• **GOAL OF THE EXERCISE**
Report each line of the records below that contains the string "woman".

---------- INPUT DATA

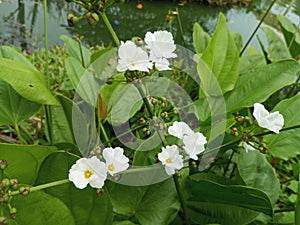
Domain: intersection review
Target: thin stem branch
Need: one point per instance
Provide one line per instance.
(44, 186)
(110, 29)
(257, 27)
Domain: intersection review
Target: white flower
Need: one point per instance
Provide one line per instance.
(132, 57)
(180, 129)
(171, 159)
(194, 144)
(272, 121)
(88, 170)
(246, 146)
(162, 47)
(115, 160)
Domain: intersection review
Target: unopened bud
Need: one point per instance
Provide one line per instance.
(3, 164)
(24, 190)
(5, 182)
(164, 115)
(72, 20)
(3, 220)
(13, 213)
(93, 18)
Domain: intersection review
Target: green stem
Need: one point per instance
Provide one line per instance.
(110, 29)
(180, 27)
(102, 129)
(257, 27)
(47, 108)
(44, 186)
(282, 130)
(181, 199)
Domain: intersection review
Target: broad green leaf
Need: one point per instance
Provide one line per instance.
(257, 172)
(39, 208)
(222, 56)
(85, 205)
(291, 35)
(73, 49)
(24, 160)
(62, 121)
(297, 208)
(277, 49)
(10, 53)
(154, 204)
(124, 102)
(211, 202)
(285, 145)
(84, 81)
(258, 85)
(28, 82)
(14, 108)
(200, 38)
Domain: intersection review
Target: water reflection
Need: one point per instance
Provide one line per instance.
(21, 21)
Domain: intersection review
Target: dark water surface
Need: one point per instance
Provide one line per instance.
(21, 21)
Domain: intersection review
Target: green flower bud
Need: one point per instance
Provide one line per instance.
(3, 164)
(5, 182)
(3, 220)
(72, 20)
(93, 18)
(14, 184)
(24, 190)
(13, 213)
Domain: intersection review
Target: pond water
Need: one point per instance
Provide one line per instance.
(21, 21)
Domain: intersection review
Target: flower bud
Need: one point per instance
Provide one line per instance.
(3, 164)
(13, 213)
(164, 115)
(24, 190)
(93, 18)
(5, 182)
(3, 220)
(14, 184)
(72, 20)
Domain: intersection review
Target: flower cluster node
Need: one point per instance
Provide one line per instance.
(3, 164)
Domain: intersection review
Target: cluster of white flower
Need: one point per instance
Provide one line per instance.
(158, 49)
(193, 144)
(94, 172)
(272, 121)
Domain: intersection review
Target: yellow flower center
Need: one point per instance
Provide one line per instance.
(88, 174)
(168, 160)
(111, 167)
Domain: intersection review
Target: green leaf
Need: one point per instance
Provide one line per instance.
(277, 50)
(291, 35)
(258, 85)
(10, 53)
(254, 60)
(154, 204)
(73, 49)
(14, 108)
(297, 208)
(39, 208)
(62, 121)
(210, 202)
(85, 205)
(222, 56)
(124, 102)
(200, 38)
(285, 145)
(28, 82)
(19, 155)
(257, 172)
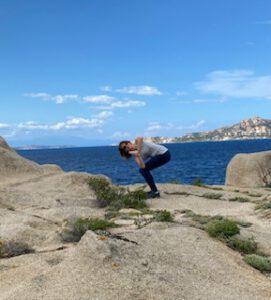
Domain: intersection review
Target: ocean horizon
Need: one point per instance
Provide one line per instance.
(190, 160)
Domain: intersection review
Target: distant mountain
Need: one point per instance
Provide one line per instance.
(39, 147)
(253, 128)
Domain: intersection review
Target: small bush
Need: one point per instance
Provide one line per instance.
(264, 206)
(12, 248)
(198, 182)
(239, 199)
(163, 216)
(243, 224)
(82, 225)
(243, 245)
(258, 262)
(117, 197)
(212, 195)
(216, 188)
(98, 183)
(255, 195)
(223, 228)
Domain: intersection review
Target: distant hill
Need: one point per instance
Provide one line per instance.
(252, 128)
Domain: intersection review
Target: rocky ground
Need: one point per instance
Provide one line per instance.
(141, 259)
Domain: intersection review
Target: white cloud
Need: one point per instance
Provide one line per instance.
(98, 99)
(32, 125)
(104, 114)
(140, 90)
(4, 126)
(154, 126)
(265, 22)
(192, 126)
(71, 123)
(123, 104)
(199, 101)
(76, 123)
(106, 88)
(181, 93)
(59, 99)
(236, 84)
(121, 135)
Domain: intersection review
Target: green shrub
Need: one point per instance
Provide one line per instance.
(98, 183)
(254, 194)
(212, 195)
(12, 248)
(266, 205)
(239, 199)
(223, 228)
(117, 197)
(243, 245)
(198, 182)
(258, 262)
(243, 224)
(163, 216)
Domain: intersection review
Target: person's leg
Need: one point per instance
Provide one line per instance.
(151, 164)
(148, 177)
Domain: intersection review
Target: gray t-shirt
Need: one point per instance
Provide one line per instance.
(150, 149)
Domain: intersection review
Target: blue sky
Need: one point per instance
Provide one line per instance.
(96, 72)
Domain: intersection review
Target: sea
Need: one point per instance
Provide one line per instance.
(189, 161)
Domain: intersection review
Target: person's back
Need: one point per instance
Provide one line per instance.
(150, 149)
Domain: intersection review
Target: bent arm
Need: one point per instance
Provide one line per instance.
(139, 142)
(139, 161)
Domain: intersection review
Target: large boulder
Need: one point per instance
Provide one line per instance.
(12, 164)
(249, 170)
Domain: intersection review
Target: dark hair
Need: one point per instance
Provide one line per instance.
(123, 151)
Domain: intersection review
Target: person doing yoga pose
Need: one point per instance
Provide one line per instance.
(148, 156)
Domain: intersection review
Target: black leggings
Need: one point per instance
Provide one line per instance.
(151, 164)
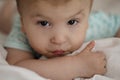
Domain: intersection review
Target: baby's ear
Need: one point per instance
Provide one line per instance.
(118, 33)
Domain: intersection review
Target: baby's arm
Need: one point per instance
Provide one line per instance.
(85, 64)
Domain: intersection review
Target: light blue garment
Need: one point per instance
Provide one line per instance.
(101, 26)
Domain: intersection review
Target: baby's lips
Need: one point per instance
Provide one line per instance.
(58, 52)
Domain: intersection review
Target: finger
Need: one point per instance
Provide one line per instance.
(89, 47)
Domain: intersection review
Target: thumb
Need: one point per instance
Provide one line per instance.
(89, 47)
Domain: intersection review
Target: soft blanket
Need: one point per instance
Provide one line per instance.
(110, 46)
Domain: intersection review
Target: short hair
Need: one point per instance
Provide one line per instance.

--------------------
---------- INPUT DATA

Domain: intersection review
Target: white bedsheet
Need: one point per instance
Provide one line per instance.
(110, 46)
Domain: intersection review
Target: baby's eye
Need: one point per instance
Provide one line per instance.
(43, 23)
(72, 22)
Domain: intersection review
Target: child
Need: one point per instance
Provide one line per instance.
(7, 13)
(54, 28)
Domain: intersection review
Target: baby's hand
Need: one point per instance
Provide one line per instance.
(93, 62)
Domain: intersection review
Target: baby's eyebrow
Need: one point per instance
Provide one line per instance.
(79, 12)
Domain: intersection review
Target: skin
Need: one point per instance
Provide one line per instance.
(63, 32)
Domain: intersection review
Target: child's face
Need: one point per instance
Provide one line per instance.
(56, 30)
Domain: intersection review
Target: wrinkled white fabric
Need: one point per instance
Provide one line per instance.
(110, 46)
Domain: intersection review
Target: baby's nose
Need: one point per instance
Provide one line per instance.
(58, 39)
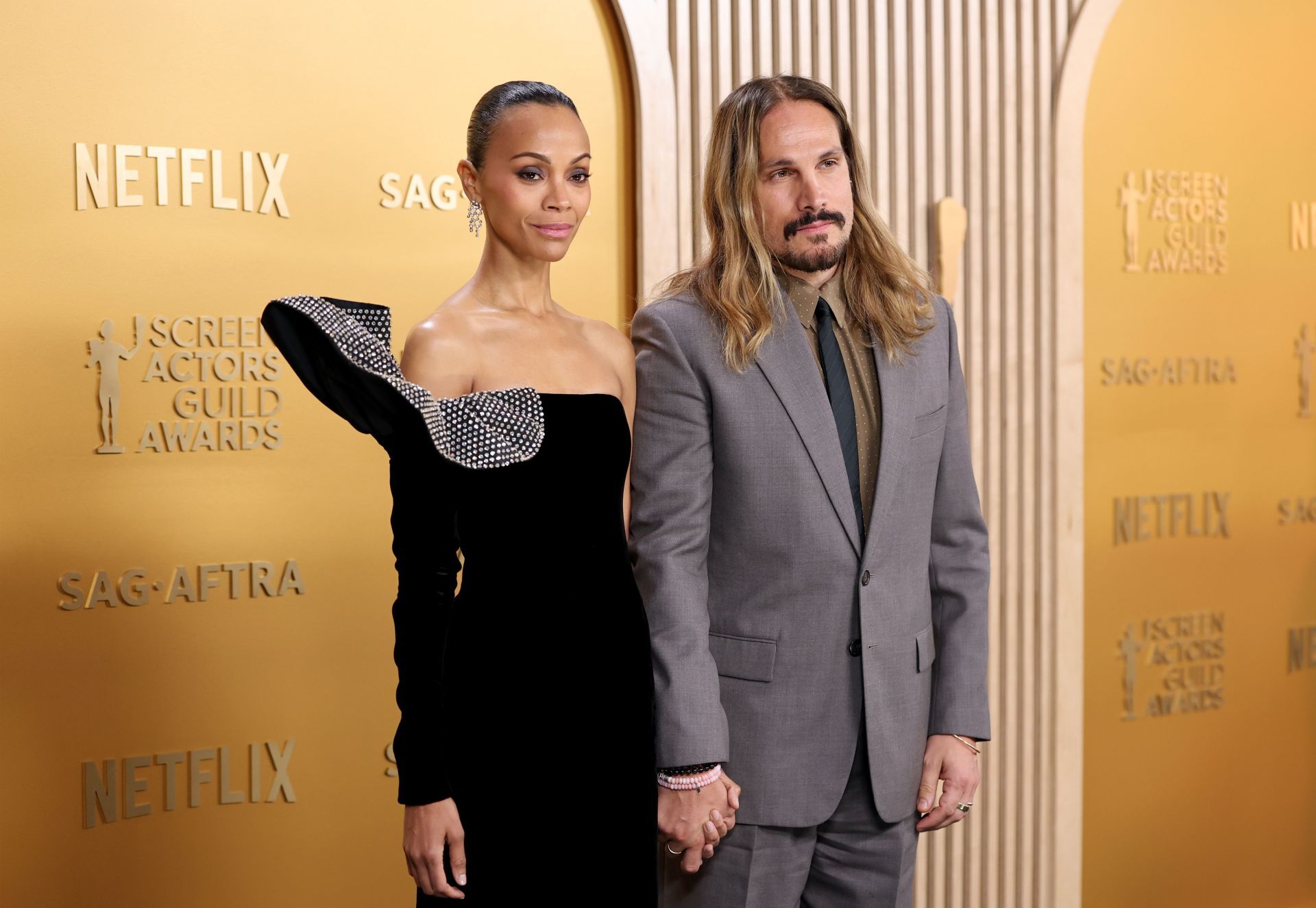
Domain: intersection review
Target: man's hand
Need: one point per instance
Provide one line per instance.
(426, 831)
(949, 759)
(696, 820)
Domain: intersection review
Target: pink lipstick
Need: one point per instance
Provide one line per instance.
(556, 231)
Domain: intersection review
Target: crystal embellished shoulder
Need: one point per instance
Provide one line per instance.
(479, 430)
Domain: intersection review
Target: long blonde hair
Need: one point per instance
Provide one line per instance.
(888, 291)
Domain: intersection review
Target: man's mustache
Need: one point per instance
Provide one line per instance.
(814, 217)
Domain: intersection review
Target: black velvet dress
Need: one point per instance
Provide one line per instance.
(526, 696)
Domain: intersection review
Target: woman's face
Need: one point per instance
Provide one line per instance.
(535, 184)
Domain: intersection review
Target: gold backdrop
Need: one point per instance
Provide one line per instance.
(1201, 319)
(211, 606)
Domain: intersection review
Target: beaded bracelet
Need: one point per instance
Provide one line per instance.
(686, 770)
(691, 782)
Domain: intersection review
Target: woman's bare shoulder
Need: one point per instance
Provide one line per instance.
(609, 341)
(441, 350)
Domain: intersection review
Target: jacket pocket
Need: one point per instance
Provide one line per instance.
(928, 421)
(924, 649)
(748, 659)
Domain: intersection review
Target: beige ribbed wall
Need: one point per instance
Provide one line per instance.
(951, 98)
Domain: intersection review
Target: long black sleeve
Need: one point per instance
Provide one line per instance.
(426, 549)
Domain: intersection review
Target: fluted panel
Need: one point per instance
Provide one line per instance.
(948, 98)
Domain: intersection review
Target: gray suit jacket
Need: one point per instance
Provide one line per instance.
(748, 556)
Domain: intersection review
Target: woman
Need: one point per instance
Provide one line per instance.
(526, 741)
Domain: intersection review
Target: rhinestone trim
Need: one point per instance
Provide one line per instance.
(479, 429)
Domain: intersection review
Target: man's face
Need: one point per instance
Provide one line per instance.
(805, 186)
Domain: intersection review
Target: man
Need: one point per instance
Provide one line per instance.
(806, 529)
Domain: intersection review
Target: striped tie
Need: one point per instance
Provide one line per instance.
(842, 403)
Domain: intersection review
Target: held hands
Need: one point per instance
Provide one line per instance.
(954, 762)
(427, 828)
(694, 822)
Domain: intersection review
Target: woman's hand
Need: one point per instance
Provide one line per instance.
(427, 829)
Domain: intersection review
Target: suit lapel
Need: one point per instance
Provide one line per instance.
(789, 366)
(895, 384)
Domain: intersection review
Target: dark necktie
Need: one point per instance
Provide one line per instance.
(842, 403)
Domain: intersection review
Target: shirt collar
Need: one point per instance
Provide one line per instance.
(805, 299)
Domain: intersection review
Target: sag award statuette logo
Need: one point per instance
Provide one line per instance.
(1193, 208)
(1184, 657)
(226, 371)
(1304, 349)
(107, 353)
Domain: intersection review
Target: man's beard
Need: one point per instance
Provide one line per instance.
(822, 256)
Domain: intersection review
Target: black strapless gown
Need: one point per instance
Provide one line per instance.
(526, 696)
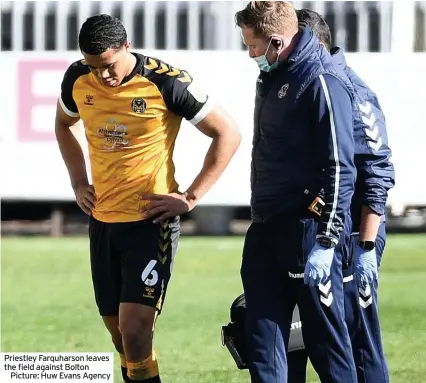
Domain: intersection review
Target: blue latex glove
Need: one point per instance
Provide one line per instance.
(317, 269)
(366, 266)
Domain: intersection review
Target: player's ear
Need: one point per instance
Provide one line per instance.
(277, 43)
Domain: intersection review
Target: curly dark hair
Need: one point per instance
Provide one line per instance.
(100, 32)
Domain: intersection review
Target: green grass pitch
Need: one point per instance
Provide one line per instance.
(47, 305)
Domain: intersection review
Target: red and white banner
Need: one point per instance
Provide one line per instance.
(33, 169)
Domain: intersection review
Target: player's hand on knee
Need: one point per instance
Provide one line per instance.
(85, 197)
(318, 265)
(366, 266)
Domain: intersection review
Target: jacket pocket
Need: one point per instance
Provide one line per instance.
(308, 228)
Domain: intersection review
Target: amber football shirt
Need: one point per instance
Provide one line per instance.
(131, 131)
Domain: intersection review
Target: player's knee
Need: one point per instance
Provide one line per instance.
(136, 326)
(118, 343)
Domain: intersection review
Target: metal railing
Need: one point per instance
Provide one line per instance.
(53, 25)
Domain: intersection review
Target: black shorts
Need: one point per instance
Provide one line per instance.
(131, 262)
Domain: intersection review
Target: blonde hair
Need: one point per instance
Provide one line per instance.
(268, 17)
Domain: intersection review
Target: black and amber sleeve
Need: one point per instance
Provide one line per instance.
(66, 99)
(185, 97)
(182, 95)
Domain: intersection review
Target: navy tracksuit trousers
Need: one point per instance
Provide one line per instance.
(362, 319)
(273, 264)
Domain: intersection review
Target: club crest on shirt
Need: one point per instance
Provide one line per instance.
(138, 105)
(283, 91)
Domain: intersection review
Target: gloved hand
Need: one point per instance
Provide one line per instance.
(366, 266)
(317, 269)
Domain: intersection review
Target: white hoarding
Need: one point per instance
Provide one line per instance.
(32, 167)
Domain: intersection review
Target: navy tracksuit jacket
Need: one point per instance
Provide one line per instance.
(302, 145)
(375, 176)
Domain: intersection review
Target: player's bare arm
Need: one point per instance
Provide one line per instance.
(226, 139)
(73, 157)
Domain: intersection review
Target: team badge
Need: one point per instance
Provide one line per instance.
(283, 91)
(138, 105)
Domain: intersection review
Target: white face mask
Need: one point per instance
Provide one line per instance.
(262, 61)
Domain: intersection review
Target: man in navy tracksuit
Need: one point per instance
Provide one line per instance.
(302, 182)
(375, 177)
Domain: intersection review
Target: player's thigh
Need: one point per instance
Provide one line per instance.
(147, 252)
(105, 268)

--------------------

• **RESULT**
Target: woman's face
Target: woman's bare shoulder
Target: woman
Target: woman's hand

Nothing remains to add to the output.